Dataset excerpt
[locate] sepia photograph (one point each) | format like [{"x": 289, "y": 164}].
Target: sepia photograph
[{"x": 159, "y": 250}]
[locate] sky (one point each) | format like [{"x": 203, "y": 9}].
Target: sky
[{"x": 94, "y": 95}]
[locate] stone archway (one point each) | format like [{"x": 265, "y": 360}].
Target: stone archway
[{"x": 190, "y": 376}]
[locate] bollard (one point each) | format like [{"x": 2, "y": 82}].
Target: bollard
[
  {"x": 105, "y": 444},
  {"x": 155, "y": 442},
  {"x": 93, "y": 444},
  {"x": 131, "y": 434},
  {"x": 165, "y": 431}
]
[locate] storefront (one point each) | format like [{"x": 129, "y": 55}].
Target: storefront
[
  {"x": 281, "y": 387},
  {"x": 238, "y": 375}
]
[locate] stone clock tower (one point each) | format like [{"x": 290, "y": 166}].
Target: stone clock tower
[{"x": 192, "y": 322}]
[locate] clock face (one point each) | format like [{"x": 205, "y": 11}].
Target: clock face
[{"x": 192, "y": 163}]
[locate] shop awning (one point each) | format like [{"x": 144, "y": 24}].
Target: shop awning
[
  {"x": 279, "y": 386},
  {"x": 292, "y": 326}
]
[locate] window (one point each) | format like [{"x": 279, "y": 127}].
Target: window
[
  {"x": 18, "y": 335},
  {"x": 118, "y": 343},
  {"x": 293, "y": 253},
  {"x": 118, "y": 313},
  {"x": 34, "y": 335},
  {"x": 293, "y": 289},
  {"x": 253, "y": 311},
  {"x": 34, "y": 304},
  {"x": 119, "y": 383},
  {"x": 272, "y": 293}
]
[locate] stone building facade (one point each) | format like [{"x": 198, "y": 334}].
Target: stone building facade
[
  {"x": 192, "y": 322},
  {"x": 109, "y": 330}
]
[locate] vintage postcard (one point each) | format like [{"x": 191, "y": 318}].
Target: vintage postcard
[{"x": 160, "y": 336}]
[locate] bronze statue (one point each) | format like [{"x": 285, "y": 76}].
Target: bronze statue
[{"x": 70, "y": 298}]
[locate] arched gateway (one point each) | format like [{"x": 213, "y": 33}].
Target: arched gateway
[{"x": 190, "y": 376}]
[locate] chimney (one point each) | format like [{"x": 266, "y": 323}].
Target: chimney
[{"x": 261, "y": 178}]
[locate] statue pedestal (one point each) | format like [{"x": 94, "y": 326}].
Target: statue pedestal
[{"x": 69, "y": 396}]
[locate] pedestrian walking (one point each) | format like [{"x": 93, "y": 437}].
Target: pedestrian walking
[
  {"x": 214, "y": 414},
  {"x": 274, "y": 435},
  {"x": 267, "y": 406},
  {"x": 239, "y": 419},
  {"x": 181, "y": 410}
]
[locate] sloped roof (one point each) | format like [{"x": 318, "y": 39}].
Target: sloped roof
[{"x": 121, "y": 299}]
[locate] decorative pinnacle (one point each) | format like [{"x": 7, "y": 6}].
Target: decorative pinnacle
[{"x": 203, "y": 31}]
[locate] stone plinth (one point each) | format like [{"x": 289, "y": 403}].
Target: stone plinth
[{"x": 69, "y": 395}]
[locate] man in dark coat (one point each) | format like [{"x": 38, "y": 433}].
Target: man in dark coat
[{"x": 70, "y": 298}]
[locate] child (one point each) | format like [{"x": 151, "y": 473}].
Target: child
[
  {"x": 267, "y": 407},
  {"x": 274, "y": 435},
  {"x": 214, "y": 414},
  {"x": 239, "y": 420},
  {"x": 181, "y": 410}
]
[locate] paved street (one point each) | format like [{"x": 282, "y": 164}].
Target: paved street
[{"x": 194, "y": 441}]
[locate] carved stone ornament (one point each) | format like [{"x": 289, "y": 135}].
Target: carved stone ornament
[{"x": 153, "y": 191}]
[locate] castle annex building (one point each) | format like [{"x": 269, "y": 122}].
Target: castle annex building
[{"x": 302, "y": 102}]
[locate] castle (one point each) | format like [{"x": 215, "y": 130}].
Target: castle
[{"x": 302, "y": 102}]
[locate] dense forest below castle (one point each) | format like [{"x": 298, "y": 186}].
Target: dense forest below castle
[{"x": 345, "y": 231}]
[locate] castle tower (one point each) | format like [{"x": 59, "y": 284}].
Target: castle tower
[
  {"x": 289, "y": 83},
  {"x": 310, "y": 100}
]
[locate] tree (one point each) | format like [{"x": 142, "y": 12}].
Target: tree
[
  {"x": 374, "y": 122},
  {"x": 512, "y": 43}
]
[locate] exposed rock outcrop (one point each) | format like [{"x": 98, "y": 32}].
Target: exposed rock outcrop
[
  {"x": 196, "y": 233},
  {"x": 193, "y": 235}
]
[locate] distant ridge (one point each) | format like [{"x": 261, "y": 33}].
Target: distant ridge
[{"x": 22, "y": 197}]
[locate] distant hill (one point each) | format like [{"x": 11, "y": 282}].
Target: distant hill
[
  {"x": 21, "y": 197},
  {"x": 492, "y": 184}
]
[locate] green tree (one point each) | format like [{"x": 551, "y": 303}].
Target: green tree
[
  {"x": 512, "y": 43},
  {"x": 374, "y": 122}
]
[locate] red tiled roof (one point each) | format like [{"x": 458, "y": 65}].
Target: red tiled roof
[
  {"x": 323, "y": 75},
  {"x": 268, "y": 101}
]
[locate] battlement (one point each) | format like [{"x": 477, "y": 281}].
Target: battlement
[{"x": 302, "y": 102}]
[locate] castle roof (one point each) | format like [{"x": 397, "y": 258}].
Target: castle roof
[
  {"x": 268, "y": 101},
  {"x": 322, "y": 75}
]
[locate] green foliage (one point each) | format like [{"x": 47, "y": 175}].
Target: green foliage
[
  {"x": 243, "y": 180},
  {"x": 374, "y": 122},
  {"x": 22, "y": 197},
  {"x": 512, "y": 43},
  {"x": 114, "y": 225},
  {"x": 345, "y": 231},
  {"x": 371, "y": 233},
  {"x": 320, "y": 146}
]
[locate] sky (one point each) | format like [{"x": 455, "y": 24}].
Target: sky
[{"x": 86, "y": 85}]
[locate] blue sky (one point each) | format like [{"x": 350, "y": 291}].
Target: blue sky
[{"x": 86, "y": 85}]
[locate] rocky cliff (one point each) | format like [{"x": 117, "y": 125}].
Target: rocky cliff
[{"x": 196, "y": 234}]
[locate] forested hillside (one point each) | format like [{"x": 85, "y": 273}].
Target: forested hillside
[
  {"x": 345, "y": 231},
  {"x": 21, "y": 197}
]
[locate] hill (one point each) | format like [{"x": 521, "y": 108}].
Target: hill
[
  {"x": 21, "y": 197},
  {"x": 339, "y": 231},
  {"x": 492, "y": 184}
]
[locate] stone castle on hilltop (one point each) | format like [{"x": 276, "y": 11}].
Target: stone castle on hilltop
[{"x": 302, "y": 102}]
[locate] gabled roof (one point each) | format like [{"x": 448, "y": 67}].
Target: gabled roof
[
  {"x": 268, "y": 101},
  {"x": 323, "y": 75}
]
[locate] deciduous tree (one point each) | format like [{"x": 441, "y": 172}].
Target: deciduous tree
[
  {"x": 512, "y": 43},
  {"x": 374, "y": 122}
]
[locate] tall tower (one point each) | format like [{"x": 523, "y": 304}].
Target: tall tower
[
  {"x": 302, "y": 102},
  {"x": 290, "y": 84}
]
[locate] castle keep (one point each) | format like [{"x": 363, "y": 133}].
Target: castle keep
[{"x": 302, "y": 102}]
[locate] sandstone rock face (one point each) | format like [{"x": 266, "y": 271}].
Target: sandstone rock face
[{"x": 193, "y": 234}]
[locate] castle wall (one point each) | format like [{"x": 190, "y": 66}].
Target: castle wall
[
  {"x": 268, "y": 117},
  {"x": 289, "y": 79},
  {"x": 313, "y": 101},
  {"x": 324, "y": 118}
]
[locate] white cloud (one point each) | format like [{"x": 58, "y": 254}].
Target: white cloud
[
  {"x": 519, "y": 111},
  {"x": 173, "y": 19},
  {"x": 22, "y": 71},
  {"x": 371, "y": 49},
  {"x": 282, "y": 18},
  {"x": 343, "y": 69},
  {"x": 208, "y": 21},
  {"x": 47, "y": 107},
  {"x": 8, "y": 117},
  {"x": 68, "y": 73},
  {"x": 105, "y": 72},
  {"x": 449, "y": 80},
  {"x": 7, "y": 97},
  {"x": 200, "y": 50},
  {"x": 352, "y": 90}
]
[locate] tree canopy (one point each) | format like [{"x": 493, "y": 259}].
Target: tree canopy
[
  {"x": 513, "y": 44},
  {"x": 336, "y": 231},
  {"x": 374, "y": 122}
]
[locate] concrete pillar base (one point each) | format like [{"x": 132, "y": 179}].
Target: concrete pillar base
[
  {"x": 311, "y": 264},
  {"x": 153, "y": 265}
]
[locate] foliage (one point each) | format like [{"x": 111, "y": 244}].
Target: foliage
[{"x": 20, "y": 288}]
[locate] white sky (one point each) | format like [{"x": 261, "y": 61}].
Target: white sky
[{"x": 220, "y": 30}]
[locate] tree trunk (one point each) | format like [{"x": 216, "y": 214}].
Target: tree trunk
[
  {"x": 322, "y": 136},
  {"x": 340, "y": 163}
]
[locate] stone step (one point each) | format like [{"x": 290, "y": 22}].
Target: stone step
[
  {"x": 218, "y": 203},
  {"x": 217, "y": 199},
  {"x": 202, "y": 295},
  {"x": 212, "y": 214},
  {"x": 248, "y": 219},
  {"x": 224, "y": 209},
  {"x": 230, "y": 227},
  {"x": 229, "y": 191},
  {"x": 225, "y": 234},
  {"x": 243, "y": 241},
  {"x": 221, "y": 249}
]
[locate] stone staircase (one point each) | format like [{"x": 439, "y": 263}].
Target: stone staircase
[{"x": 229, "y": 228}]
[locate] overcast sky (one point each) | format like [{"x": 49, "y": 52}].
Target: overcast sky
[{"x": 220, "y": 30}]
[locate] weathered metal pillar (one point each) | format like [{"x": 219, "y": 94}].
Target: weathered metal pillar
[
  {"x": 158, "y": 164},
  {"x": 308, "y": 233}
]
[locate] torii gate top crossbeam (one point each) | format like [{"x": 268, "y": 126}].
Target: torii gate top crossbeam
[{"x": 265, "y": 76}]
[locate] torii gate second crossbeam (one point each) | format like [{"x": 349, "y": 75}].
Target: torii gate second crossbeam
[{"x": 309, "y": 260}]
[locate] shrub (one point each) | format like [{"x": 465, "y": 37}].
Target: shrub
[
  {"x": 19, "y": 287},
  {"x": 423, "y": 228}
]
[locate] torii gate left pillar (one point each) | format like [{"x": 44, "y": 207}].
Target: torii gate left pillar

Stated problem: The lines to quote run from the one containing "[locate] tree trunk" through the final line of the material above; please give them exactly, both ends included, and nothing else.

Answer to the problem:
[locate] tree trunk (one point each) | format like [{"x": 216, "y": 214}].
Target: tree trunk
[
  {"x": 322, "y": 136},
  {"x": 340, "y": 163}
]
[locate] stone step (one point each) | format like [{"x": 290, "y": 22}].
Target: stone step
[
  {"x": 218, "y": 203},
  {"x": 217, "y": 199},
  {"x": 202, "y": 295},
  {"x": 212, "y": 214},
  {"x": 248, "y": 219},
  {"x": 224, "y": 209},
  {"x": 230, "y": 227},
  {"x": 229, "y": 191},
  {"x": 225, "y": 234},
  {"x": 243, "y": 241},
  {"x": 221, "y": 249}
]
[locate] stone staircase (one point each) | format like [{"x": 439, "y": 263}].
Target: stone staircase
[{"x": 229, "y": 228}]
[locate] overcast sky (one point each) | format like [{"x": 49, "y": 52}].
Target: overcast sky
[{"x": 220, "y": 30}]
[locate] weathered metal pillar (one point each) | format like [{"x": 219, "y": 94}].
Target: weathered metal pillar
[
  {"x": 158, "y": 164},
  {"x": 308, "y": 233}
]
[locate] torii gate top crossbeam (one point each) | format like [{"x": 268, "y": 126}].
Target: torii gate top crossbeam
[{"x": 265, "y": 76}]
[locate] torii gate second crossbeam (one point each) | format like [{"x": 349, "y": 75}].
Target: torii gate second crossbeam
[{"x": 309, "y": 260}]
[locate] shrub (one point each) | format like [{"x": 465, "y": 37}].
Target: shrub
[
  {"x": 19, "y": 287},
  {"x": 423, "y": 228}
]
[locate] torii gate left pillar (one point each) | format like [{"x": 44, "y": 207}].
Target: torii gate left pillar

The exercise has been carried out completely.